## Begin Material provided

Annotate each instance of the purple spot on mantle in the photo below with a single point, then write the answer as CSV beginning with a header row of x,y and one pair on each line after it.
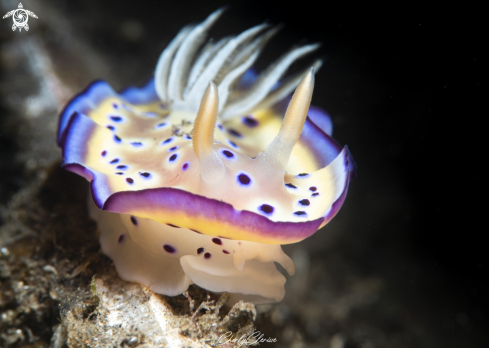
x,y
233,144
227,154
266,208
116,118
243,179
169,249
160,125
167,140
250,121
234,133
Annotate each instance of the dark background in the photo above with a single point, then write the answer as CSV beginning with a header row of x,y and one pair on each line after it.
x,y
403,84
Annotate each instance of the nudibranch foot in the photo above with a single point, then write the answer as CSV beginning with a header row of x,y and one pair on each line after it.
x,y
197,177
167,259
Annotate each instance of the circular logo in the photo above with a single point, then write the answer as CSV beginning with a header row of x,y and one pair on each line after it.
x,y
20,17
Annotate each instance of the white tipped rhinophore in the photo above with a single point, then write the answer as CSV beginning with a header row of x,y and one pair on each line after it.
x,y
211,167
184,69
278,152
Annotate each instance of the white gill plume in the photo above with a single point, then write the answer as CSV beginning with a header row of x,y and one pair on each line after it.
x,y
184,69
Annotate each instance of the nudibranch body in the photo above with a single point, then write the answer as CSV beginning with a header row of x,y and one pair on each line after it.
x,y
198,177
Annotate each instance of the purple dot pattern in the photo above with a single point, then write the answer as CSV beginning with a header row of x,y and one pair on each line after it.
x,y
250,121
233,144
266,208
235,133
244,179
168,248
116,118
227,154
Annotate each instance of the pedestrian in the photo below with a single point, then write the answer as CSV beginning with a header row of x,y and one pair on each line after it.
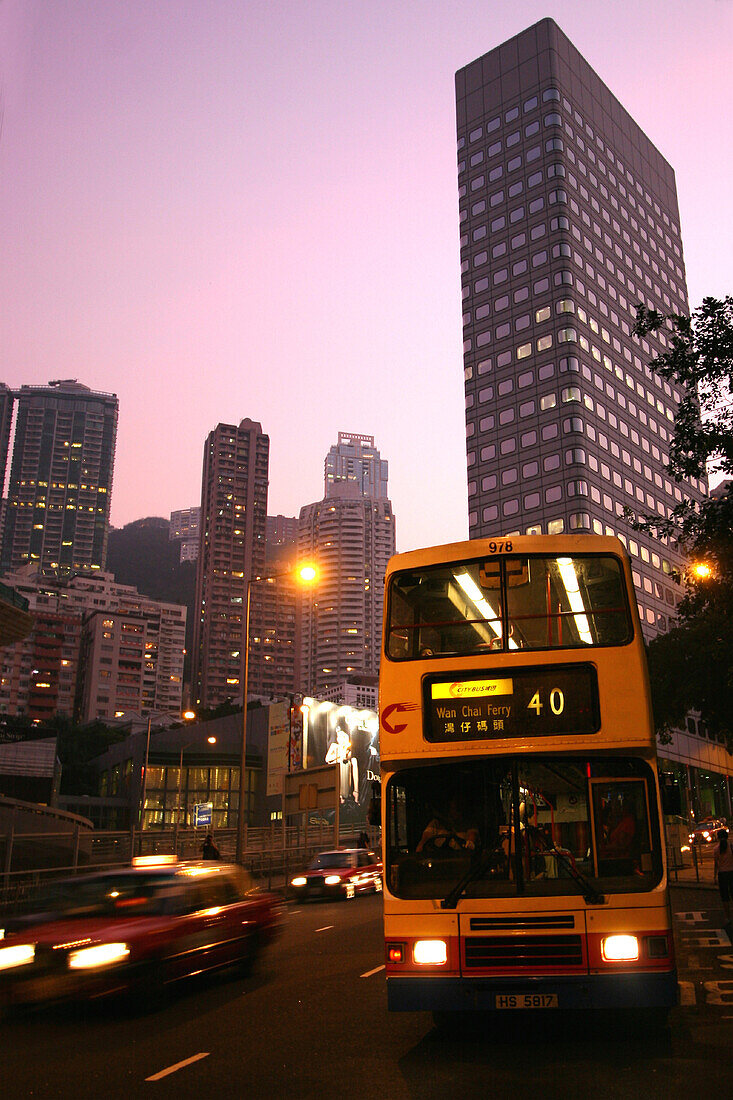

## End Material provided

Your goal. Substitute "sea slug" for "nudibranch" in the records, starting at the line that contains "Annotate each instance of the nudibranch foot" and ending at the end of the records. Leave everything else unchanged and leave the pictures out.

Exercise answer.
Annotate each instance of the sea slug foot in the photo above with a single point, then write the answer as CSV beginning with a header row of x,y and one pair on each line after it.
x,y
197,177
167,259
Annotate each instance of the circular logo in the photo above with a single point, then write the answer as CSV beginning with a header row of x,y and one pair on each line after it.
x,y
20,17
Annotate each instance of the white tipped rhinophore in the photo above with a single point, then write the answer as CSV beginning with a header row of x,y and one pair on each line after it.
x,y
211,167
184,69
278,152
Annotate each instance of the white gill plume in the photo above with a single point, then write the answer as CSV beginning with a header row of x,y and one pair on each line after it.
x,y
184,69
Annotate each instance of the sea slug body in the photo above with a single point, then write the answer as CSV beginning with a header row of x,y and one pair on each line after it.
x,y
198,177
Annotate each instance of the purple dot pattern in the photo above with a single point, then write the answer as CSV beginning with a header row of x,y and one pair on each line after it.
x,y
250,121
233,144
266,208
235,133
244,179
168,248
116,118
227,154
Annotate each instance of the pedestrian in the photo below with a single point, then write the answer as CSV beginning with a header row of x,y and one pair on each line after it.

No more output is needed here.